▸ TEXT SECTION
--------------------------------------------------

Cane Toad Hunting: Why Cruelty to Animals Is Never the Answer

Over the last 80 years, cane toads have colonised large swathes of tropical and subtropical Australia, leading some people to take up weapons, such as golf clubs, against this “invader”.

But hitting any animal with a blunt instrument is cruel, and toad hunts are dangerous and ineffective as a form of population control.

Cane toads were deliberately introduced to Australia from Hawaii in 1935 to combat the cane beetle, a native insect that feeds on sugar cane (which is, in turn, an exotic grass species first cultivated in the country at the time of the First Fleet).

This very profitable crop was severely affected by insect attacks – and rather than using pesticides, scientists suggested importing and introducing toads. There was little consideration of the feasibility of using these ground-based animals to control a population of airborne insects.

Furthermore, people failed to foresee that the amphibians would spread out from the cane fields – and that in the absence of their traditional predators, they would fall prey to native animals who generally have no resistance to the toxic secretions on the toads’ skin.


None of this is the fault of the toads, who never asked to be brought to this country.

--------------------------------------------------

▸ INFORMATION SUPPLIED
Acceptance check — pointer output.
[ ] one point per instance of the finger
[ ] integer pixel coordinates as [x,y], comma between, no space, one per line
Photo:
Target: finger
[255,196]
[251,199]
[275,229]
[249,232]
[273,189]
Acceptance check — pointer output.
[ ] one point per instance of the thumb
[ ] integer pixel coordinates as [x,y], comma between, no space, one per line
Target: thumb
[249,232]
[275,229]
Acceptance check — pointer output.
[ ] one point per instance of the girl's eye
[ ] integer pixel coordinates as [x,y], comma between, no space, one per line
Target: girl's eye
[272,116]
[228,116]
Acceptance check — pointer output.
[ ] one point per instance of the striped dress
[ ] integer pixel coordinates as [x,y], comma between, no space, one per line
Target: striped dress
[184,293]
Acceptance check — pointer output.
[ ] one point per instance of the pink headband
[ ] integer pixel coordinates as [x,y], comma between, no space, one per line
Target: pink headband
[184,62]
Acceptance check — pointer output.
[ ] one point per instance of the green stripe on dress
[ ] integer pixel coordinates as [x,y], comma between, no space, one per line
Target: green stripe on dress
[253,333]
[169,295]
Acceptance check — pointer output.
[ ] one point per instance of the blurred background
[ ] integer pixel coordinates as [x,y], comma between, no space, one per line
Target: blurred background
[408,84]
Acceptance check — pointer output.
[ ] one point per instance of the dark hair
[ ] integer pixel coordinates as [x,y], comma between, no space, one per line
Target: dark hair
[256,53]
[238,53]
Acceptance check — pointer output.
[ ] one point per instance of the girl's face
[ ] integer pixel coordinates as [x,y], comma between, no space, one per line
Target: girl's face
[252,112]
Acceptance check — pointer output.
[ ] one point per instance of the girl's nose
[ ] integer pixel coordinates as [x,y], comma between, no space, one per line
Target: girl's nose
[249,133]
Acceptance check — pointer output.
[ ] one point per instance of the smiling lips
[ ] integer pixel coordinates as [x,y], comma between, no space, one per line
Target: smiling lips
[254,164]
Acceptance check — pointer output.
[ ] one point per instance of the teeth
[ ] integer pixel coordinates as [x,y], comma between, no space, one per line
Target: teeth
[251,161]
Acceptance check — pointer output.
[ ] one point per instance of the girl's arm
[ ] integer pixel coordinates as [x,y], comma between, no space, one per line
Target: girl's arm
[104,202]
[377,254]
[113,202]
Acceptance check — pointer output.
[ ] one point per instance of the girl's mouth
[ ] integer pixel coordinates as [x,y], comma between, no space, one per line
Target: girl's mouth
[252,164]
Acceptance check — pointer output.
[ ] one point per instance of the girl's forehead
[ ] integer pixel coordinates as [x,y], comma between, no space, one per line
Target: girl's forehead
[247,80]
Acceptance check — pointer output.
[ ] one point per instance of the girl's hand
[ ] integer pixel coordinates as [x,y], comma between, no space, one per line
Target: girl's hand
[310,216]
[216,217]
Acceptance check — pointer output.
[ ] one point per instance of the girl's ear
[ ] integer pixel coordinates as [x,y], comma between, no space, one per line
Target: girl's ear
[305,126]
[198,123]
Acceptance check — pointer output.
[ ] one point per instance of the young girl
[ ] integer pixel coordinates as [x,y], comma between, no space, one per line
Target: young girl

--------------------------------------------------

▸ TASKS TO COMPLETE
a – Translate this sentence from the cane toad text into Spanish: "None of this is the fault of the toads, who never asked to be brought to this country."
b – Reproduce the part of the cane toad text that opens with the words containing "This very profitable" and closes with "to this country.".
The records have nothing to do with the cane toad text.

▸ TASK SOLUTIONS
a – Nada de esto es culpa de los sapos, que nunca pidieron ser traídos a este país.

b –
This very profitable crop was severely affected by insect attacks – and rather than using pesticides, scientists suggested importing and introducing toads. There was little consideration of the feasibility of using these ground-based animals to control a population of airborne insects.

Furthermore, people failed to foresee that the amphibians would spread out from the cane fields – and that in the absence of their traditional predators, they would fall prey to native animals who generally have no resistance to the toxic secretions on the toads’ skin.


None of this is the fault of the toads, who never asked to be brought to this country.